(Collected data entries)
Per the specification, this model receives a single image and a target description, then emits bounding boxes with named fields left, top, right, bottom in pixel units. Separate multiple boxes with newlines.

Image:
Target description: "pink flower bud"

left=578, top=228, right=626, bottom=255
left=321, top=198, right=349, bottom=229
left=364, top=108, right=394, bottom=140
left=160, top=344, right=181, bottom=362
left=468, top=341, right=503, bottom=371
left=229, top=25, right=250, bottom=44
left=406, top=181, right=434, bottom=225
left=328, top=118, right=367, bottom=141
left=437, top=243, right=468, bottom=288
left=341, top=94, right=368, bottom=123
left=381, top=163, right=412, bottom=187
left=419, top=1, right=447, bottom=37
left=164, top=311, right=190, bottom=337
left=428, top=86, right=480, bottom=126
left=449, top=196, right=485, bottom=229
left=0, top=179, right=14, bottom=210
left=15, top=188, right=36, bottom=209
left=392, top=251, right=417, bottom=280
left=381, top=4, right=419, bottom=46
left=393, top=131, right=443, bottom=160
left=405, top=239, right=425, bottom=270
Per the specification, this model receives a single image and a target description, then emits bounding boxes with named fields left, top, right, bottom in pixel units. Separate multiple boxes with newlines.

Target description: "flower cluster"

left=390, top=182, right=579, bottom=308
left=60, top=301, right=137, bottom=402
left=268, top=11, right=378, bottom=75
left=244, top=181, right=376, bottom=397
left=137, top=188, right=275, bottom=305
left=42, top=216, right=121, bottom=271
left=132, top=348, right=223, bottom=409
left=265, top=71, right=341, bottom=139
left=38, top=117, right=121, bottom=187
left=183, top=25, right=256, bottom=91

Your assignment: Line by line, the data should be returned exactly as written.

Solution:
Per the specification, this model receives a single image and a target description, then emits bounding boxes with named fields left, top, right, bottom in pixel units. Separate multiple boxes with newlines.

Image:
Target description: "pink flower bud"

left=578, top=228, right=626, bottom=255
left=321, top=198, right=349, bottom=229
left=364, top=108, right=394, bottom=140
left=160, top=344, right=181, bottom=362
left=468, top=341, right=503, bottom=371
left=229, top=25, right=250, bottom=44
left=406, top=181, right=434, bottom=225
left=328, top=118, right=367, bottom=141
left=437, top=243, right=468, bottom=288
left=341, top=94, right=368, bottom=123
left=381, top=163, right=412, bottom=187
left=419, top=1, right=447, bottom=37
left=164, top=311, right=190, bottom=337
left=428, top=86, right=480, bottom=126
left=449, top=196, right=485, bottom=229
left=0, top=179, right=14, bottom=210
left=15, top=188, right=36, bottom=209
left=392, top=251, right=417, bottom=280
left=381, top=4, right=419, bottom=46
left=393, top=131, right=443, bottom=160
left=405, top=239, right=425, bottom=270
Per the specification, this model receives a single image and a target description, then emits bounding boxes with named fields left, top, right, bottom in pixel units. Separate multiple boxes with newlines.

Target description: "flower cluster"

left=390, top=182, right=579, bottom=308
left=60, top=301, right=137, bottom=402
left=268, top=11, right=378, bottom=75
left=244, top=181, right=376, bottom=397
left=137, top=188, right=275, bottom=305
left=42, top=216, right=121, bottom=271
left=132, top=348, right=223, bottom=409
left=265, top=71, right=341, bottom=139
left=38, top=117, right=121, bottom=187
left=183, top=25, right=256, bottom=91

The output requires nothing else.